Since opening in 2008, IDA Hollywood has quickly risen to the stature of one of L.A.'s top four professional dance industry studios. Primarily a production facility, the studio hosts rehearsals, filming, and more for a clientele including many of entertainment's hottest celebrities. However, IDA still manages to reserve studio time each day for dance classes, and its strong adult drop-in class program attracts a passionate community of both professionals and nonprofessionals. At night, the studio comes alive with the energy of dancers eager to train.
The studio is strong in hip hop, and its excellent instructors offer diverse styles and teaching approaches. IDA's faculty includes both an increasing number of L.A.'s best-known dance instructors and quite a few lower-profile but highly capable teachers. The studio's willingness to take a risk on talents who are still under the industry's radar results in refreshingly new and varied classes, and some incredible hip-hop instructors have gotten their start with a regular class at IDA.
At night, the studio comes alive with the
energy of dancers eager to train.
Offering a wide range of dance styles is a priority at IDA, promoting well-rounded training, and the staff is open to requests for new classes. IDA prefers friendly, personable instructors who take an interest in students, and some of the teachers' often-modest class sizes allow for a more personal dance training experience. In addition, many of the classes taught at a high level are open to students of all skills, allowing less advanced dancers to get a taste of more challenging material.
Located in the heart of Hollywood's Walk of Fame, the clean and well-appointed space where IDA Hollywood makes its home is part of the studio's appeal. The secure second-floor facility is inaccessible to paparazzi, contributing to its popularity with celebrity clients. IDA has air conditioning and light-colored sprung hardwood floors in each of its dance studios, with rows of adjustable spotlights installed above the front mirrors.
Comfortable furnishings and a welcoming atmosphere make IDA's lobby a popular hangout spot for dancers between classes. Outfitted for lounging with an assortment of chairs and stools—and a large, cushy couch—the lobby is a social hub where students, teachers, work-studies, and staff all mingle. For prospective students, a large flat-screen TV displays videos of IDA's classes. (Sometimes the studio shows dance movies and more.)
IDA's classes are assigned to different studios each week depending on rental reservations, so you may dance in a variety of spaces. The studios vary in size and personality, from cozy little corner Studio D to the large and popular Studio A1, which overlooks the bustling tourist scene on Hollywood Bl. On the east wall, long, sunny Studio C gets lots of daylight during weekend afternoon classes.
"The light hits differently on every corner of the building," says IDA marketing manager Shiva Ware. "Every corner. In A1, you can feel the sun set. You don't really see it, but you feel it."
IDA welcomes visitors and drop-in students! The door on Hollywood Bl is usually locked for security, so the studio may look closed. But press a button on the wall and staff will buzz you into a colorful hallway spray-painted with murals. At the end of the hall, turn the corner and walk up one flight of metal stairs, enter the door at the first landing, and you're there.

•••••

→ Tasks to perform
• 1. Reproduce the passage of the IDA Hollywood article starting at "Offering a wide" and ending at "more challenging material.".
• 2. Render this sentence from the IDA Hollywood article in Spanish: "The studio is strong in hip hop, and its excellent instructors offer diverse styles and teaching approaches."
• 3. Resume the IDA Hollywood article after its final sentence and keep writing.

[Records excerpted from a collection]
•••••

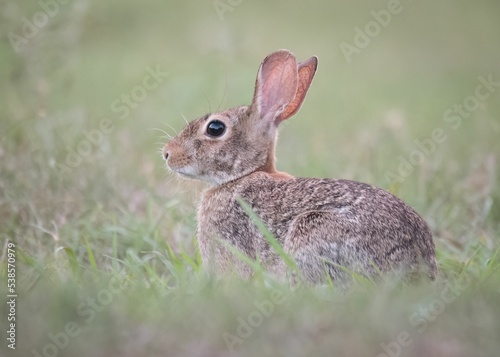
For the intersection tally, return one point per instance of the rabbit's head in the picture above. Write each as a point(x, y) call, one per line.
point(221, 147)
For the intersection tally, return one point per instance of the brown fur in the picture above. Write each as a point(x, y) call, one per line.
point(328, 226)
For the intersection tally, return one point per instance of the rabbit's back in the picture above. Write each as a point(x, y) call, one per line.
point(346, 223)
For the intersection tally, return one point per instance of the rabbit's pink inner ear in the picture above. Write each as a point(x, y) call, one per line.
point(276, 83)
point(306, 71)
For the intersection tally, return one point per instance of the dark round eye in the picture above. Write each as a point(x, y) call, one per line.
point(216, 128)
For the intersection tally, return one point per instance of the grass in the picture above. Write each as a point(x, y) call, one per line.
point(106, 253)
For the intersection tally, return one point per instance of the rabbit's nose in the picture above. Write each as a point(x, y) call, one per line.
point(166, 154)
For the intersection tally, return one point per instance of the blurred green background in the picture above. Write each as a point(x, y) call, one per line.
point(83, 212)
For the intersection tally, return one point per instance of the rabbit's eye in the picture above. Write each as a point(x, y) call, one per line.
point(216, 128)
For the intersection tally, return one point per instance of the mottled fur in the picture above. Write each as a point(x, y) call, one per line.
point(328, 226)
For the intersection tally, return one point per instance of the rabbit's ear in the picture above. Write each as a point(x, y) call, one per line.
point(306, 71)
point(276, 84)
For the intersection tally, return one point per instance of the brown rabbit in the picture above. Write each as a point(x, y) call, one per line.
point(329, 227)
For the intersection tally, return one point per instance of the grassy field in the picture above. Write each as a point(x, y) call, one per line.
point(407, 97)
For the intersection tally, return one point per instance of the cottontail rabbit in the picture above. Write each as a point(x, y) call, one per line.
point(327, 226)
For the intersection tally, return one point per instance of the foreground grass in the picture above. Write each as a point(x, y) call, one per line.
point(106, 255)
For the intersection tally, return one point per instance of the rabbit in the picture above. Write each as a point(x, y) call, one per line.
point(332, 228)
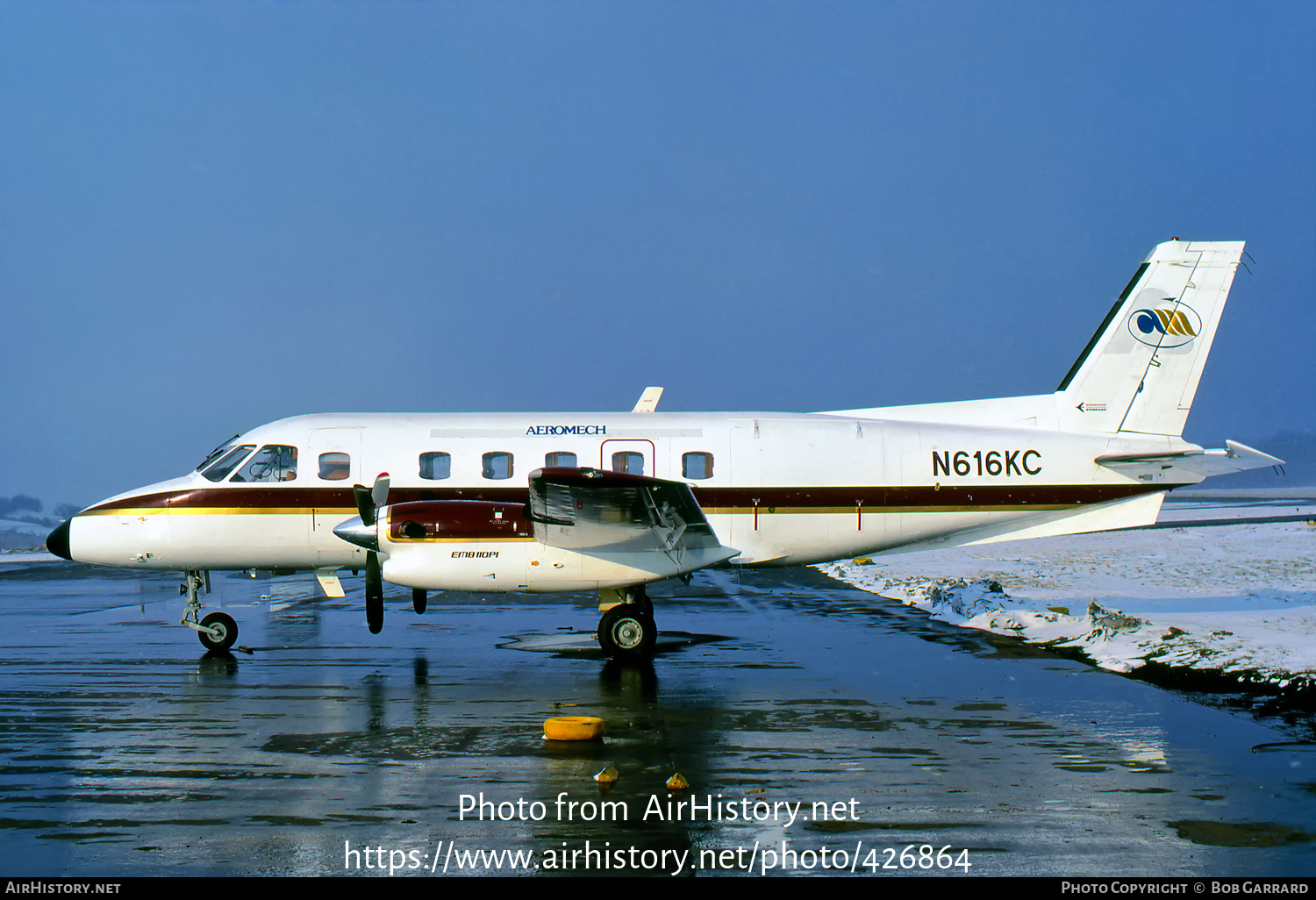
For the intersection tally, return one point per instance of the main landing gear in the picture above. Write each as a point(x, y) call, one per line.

•••••

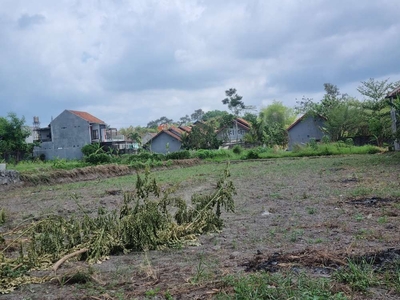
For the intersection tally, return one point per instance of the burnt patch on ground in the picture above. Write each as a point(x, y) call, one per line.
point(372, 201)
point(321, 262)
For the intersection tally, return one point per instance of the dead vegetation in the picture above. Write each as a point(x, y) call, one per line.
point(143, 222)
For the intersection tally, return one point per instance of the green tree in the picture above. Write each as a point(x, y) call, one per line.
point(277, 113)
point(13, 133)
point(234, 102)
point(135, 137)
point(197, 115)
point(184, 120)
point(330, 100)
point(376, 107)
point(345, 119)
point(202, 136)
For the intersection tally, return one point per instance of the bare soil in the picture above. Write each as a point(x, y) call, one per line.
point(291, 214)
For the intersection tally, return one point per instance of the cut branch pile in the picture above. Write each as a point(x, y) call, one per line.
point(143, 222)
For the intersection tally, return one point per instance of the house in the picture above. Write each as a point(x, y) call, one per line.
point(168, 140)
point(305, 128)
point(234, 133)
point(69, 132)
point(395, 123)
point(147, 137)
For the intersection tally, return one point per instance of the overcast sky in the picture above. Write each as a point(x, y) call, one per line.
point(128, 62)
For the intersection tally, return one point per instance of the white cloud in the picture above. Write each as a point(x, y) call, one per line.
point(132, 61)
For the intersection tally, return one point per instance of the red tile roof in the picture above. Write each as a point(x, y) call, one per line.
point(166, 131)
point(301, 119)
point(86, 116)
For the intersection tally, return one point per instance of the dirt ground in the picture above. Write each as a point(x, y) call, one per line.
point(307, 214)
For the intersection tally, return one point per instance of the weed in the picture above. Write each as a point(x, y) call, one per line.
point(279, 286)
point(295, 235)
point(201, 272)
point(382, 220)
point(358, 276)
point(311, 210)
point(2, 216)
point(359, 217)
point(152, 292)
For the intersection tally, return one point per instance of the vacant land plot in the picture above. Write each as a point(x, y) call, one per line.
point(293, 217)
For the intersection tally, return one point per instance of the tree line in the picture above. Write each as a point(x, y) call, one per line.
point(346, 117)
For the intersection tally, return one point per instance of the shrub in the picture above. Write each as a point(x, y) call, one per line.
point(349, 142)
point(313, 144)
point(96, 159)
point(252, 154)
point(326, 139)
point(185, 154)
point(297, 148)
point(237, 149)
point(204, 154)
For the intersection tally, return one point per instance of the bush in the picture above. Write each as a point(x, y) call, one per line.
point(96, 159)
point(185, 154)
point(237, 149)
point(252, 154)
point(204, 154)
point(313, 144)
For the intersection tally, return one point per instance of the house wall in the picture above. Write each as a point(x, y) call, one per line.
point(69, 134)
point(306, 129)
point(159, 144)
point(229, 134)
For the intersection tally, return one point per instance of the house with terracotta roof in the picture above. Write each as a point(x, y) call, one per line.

•••••

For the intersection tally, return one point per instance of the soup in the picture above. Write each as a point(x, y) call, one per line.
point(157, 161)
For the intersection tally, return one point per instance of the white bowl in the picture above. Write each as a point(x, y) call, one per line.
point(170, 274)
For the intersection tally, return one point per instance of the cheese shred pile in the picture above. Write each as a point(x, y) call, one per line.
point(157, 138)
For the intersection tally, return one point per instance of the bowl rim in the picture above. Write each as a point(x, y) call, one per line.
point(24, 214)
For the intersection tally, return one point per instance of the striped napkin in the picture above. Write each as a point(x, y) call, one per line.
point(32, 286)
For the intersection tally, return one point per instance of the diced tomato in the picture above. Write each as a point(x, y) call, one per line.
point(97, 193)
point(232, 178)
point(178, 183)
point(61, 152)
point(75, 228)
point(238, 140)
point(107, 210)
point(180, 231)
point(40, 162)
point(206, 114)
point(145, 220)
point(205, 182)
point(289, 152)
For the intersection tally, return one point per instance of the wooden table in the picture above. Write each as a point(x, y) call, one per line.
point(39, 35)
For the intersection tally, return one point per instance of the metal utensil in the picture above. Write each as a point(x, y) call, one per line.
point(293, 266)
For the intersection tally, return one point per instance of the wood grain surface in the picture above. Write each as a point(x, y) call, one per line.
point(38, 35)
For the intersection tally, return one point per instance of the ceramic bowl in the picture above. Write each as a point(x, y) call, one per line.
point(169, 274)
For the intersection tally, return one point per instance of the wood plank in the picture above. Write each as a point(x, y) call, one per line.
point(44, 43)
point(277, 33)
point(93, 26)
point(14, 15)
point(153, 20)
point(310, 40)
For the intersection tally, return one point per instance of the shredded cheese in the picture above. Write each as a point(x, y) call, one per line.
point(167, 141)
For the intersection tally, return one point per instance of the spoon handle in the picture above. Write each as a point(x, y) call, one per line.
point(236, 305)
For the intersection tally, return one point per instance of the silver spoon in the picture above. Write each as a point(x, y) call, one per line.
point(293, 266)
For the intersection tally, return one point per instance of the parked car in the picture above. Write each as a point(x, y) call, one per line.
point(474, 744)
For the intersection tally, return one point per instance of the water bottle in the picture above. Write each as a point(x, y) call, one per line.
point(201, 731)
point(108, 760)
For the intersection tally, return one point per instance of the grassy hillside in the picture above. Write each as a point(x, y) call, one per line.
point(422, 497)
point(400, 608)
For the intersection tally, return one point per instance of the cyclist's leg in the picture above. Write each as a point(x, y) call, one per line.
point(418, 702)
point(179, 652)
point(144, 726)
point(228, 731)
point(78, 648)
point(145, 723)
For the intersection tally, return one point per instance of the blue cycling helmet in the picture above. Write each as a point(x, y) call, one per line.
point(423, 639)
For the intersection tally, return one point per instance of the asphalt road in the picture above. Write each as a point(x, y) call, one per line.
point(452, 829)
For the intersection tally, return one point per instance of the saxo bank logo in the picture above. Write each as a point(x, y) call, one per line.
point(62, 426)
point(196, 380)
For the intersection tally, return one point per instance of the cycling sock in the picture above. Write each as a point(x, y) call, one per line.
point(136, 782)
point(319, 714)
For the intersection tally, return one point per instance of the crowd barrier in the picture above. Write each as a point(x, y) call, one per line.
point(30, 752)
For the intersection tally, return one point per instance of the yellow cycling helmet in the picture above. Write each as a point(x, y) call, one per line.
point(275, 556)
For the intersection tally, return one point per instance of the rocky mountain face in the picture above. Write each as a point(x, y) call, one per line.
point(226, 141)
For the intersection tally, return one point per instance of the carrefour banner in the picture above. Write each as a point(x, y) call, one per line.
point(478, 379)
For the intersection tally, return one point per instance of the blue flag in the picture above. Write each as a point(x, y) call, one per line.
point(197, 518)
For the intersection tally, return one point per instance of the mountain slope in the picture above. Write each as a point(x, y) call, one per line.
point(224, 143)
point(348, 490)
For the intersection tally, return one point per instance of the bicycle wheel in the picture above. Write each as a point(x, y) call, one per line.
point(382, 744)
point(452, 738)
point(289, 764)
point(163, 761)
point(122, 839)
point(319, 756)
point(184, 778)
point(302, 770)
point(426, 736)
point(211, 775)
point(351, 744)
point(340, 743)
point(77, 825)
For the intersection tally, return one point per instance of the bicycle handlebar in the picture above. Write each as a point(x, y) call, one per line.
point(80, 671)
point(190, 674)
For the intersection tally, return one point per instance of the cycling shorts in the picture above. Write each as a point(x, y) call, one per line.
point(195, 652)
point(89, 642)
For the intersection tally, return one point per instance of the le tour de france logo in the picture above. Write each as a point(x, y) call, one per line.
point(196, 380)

•••••

→ Answers provided
• 1.
Offering a wide range of dance styles is a priority at IDA, promoting well-rounded training, and the staff is open to requests for new classes. IDA prefers friendly, personable instructors who take an interest in students, and some of the teachers' often-modest class sizes allow for a more personal dance training experience. In addition, many of the classes taught at a high level are open to students of all skills, allowing less advanced dancers to get a taste of more challenging material.

• 2. El estudio destaca en el hip hop, y sus excelentes instructores ofrecen estilos y enfoques de enseñanza diversos.

• 3.
At the front desk, IDA staff are available to talk with newcomers. A long, low front counter allows some people to sign in for classes while others carry on conversations. And if you'd rather call than visit, there's almost always someone to pick up IDA's phone!
The best way to reach IDA Hollywood is by phone. Someone is almost always there to answer during the studio's business hours—and the studio is open up to 12 hours a day (see below for IDA's regular hours).
Reply turnaround for a voice message is normally same day, or the next morning if a message is left at night.
Reply turnaround for e-mail is normally 2-3 days, and may be longer when IDA is receiving a high volume of e-mail due to an upcoming special event.
As of last check, the studio’s regular hours are
Please confirm hours with IDA before planning a visit.
IDA Hollywood is exceptionally active on YouTube, and you can find videos of most IDA classes you may be interested in!
The studio has hundreds of uploads, most of them class videos. There are also a few extras to view, like IDA Hollywood promos for the studio and its performances, and news segments about the studio filmed by local television stations.
IDA is very active on Facebook, posting the day's classes and sub updates. In addition, the studio's Facebook wall sometimes has embedded videos—especially of new classes—and occasionally, the studio may post previews of updated class schedules before they change on the official studio web site or reminders of special events, free classes, studio holiday closures, etc.
IDA Hollywood is very active on Twitter. The studio tweets the day's classes, and sometimes also includes a bit of info on a class or a link to the instructor's class video. IDA's first round of class tweets is often subject to updates later in the day. To be sure you get news of subs and last-minute schedule changes, check Twitter close to the time of your class and always call ahead to confirm.
Occasionally, IDA tweets additional news of holiday closures, upcoming special events, free classes, and the like.
If you have a question regarding information in a tweet, we recommend calling the studio. Phone is the best way to reach IDA.
IDA's MySpace profile displays the studio's most recent tweets from Twitter.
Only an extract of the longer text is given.